▸ **Work to complete**
- 1) In the teaching excerpt, what program was used to create the animation explored in the seminar?
- 2) Please repeat the teaching excerpt word for word, starting at "I will need" and ending at "(Haciomeroglu & Chicken, 2012)".
- 3) Using the teaching excerpt, explain why the artistic addition to instruction should appeal to IB students.

▸ **Page excerpt**
>>>>>

I will need to teach effectively and efficiently in order to present all of the content. I welcome my seminar: A Visual Approach to Learning Math. Calculus is an intimidating subject to many students. Bringing Professor Ghrist’s influences on art and animation into the presentations will most likely make the subject more attractive and understandable to at least most, if not, all of my students. Increasing my students’ engagement will help to make the time in my classroom more effective. Finally, IB students tend to be more well-rounded than the average student so the artistic addition to instruction should appeal to them. Although all of my students are female, studies have shown that there is no statistical difference of visual preference between genders. (Haciomeroglu & Chicken, 2012)

 

The animation we have explored in the seminar has been created in PowerPoint so that is the format for my project. The project use animation to illustrate how functions change as we move along their curves, illustrating the change in the slope of the tangent line, for example. Links to videos explaining how to animate within SMART Notebook are included for those who prefer to use SMART rather than Power Point.

<<<<<

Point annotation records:
>>>>>

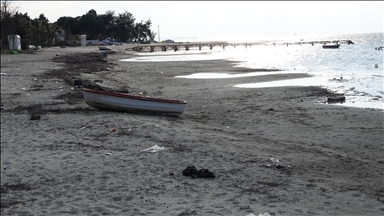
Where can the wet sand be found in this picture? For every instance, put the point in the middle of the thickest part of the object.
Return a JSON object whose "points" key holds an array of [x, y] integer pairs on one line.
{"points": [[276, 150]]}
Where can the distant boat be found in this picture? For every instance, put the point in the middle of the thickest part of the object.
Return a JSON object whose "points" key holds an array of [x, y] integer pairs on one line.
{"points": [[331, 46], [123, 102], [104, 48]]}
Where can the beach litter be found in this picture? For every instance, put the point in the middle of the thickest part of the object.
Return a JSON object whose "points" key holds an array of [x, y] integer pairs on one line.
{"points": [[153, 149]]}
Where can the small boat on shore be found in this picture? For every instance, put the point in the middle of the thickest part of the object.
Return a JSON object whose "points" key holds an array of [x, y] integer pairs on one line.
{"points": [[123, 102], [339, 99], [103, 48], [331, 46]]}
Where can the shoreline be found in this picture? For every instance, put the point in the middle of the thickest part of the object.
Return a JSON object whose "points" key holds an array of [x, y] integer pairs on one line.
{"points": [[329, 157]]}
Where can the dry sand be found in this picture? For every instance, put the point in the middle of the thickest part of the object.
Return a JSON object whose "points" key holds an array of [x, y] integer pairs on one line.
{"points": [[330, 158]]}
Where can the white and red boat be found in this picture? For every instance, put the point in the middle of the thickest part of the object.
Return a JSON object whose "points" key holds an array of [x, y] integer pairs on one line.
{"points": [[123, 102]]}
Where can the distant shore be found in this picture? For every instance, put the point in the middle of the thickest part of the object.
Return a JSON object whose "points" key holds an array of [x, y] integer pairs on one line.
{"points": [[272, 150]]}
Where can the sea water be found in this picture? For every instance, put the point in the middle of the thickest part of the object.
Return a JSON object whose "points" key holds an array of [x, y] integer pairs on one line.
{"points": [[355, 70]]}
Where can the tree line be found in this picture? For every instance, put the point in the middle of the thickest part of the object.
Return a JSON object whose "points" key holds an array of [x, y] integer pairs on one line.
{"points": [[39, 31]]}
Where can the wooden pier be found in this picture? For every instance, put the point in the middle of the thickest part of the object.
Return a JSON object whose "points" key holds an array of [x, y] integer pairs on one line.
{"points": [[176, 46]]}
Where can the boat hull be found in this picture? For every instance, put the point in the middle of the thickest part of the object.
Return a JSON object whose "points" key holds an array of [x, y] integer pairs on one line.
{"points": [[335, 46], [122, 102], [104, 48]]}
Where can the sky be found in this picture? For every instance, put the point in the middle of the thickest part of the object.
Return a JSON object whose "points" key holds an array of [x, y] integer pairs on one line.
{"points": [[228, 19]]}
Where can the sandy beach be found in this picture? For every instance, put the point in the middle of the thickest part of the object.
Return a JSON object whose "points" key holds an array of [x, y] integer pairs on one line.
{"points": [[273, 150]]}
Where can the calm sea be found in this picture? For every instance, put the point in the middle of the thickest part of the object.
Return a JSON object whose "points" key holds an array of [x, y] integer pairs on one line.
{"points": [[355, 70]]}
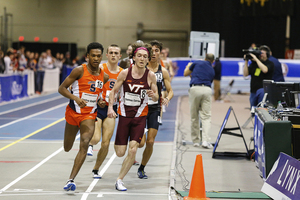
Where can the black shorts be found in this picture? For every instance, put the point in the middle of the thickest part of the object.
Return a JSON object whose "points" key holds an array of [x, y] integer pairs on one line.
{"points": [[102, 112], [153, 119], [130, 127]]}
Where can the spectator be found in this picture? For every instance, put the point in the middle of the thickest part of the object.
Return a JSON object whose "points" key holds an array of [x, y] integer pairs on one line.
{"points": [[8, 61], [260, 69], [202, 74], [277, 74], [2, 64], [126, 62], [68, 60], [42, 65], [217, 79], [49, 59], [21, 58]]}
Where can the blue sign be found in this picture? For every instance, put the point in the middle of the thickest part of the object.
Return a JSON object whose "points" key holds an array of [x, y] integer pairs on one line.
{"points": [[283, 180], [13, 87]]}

<<<<<

▸ **Solutions to the exercise**
- 1) PowerPoint.

- 2)
I will need to teach effectively and efficiently in order to present all of the content. I welcome my seminar: A Visual Approach to Learning Math. Calculus is an intimidating subject to many students. Bringing Professor Ghrist’s influences on art and animation into the presentations will most likely make the subject more attractive and understandable to at least most, if not, all of my students. Increasing my students’ engagement will help to make the time in my classroom more effective. Finally, IB students tend to be more well-rounded than the average student so the artistic addition to instruction should appeal to them. Although all of my students are female, studies have shown that there is no statistical difference of visual preference between genders. (Haciomeroglu & Chicken, 2012)

- 3) IB students tend to be more well-rounded than the average student, so the artistic addition should appeal to them.